● **Entries provided**:
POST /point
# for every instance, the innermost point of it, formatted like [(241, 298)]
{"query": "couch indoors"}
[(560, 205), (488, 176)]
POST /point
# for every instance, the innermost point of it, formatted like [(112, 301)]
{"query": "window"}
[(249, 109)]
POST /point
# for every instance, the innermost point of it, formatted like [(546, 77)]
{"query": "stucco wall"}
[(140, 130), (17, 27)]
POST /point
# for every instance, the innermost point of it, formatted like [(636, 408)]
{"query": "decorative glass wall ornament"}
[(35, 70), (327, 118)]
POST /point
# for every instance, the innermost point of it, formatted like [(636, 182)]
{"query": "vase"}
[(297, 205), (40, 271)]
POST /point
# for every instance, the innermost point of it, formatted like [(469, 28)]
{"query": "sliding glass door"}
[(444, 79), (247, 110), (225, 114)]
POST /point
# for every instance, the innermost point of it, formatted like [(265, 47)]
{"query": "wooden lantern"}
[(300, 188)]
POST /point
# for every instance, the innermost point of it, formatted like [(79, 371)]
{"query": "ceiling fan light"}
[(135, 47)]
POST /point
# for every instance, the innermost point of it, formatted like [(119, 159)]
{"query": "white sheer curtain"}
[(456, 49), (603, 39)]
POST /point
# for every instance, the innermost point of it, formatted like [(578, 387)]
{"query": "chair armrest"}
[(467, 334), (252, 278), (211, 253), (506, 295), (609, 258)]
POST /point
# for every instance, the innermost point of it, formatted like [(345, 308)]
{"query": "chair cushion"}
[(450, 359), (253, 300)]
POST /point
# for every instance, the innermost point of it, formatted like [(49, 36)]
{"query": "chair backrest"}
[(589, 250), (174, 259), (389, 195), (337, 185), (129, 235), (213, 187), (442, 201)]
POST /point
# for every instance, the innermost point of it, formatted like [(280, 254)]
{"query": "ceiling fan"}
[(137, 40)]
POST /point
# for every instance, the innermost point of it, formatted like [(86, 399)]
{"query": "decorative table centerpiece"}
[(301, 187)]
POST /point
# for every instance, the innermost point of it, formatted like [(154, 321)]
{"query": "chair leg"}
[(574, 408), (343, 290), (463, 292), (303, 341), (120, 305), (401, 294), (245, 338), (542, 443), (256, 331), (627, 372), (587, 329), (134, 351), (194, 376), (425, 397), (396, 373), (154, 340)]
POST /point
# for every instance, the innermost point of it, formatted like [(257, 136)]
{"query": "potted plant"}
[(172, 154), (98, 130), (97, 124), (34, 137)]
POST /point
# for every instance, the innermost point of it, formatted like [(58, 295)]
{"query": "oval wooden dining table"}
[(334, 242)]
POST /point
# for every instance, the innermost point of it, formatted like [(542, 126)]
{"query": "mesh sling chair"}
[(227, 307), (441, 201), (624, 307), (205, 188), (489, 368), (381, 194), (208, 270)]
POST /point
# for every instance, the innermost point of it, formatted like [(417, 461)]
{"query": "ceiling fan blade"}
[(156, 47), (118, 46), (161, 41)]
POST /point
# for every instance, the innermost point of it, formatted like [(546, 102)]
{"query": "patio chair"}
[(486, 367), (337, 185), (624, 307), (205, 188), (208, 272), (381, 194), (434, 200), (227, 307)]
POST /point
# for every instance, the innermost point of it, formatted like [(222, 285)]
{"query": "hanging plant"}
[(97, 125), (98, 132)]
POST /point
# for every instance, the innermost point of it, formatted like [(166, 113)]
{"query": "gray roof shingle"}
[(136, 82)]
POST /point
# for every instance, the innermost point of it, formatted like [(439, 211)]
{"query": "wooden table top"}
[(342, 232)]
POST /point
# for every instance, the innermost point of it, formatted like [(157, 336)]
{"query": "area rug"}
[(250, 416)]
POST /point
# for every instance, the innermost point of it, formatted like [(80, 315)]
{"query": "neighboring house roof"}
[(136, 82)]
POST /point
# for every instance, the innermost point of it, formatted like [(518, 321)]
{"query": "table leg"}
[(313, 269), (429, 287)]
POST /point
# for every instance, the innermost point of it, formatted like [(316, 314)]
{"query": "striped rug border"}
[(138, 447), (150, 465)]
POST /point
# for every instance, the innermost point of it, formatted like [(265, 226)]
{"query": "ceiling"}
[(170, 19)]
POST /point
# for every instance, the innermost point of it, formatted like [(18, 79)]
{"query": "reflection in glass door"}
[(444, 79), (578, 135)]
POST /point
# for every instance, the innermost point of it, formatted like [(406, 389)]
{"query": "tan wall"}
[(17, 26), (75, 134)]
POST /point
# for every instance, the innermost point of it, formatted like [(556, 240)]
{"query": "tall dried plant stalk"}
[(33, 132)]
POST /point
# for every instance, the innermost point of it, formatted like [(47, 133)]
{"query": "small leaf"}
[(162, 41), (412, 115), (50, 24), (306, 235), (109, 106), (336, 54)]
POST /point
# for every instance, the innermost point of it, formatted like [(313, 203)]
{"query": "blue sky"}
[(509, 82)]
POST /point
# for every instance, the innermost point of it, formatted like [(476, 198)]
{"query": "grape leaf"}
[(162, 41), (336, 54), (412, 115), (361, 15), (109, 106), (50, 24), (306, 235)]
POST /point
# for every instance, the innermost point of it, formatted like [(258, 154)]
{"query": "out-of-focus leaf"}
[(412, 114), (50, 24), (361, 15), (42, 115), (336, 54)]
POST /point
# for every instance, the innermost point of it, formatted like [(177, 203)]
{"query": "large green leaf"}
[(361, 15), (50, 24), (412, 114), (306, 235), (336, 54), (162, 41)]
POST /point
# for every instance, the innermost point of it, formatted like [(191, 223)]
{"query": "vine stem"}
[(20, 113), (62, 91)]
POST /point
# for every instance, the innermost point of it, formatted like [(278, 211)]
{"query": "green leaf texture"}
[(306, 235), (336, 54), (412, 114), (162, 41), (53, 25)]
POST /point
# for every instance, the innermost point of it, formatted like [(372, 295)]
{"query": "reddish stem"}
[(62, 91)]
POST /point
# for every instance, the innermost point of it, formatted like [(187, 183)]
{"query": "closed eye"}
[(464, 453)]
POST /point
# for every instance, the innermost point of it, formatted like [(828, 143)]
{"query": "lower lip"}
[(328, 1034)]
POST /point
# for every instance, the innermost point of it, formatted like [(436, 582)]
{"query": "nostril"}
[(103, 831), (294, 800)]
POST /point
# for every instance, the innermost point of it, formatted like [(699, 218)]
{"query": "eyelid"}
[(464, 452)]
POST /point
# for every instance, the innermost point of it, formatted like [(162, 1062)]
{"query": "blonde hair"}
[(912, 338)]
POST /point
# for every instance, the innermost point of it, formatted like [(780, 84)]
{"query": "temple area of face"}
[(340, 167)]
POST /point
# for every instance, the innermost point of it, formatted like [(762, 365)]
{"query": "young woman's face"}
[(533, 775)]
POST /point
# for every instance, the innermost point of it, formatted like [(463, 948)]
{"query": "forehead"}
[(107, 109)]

● **Task objective**:
Retype the records from the first line through the line containing "[(135, 47)]", with both of those lines included, reproducing each line precisely.

● **Complete response**:
POST /point
# for every instance, the innermost point of it, formatted like [(241, 298)]
{"query": "couch indoors"}
[(560, 205), (488, 176)]
POST /point
# for every instance, the innermost point of it, formatted like [(112, 301)]
{"query": "window"}
[(249, 109)]
POST /point
# for every instance, the innermost point of it, formatted like [(546, 77)]
{"query": "stucco wall"}
[(140, 130), (17, 27)]
POST /point
# for every instance, the innermost point of it, formatted like [(636, 408)]
{"query": "decorative glass wall ornament"}
[(35, 70), (327, 118)]
POST /point
# for every instance, the innermost point of it, formatted like [(636, 182)]
{"query": "vase"}
[(297, 205), (40, 271)]
POST /point
# for every instance, the innermost point of it, formatted like [(469, 28)]
{"query": "sliding glass door"}
[(444, 79), (247, 110), (225, 114)]
POST /point
# for every instance, the innermost point of it, formatted like [(265, 47)]
{"query": "wooden lantern"}
[(300, 188)]
POST /point
# for every instance, the innermost point of it, formatted like [(79, 371)]
{"query": "ceiling fan light"}
[(135, 47)]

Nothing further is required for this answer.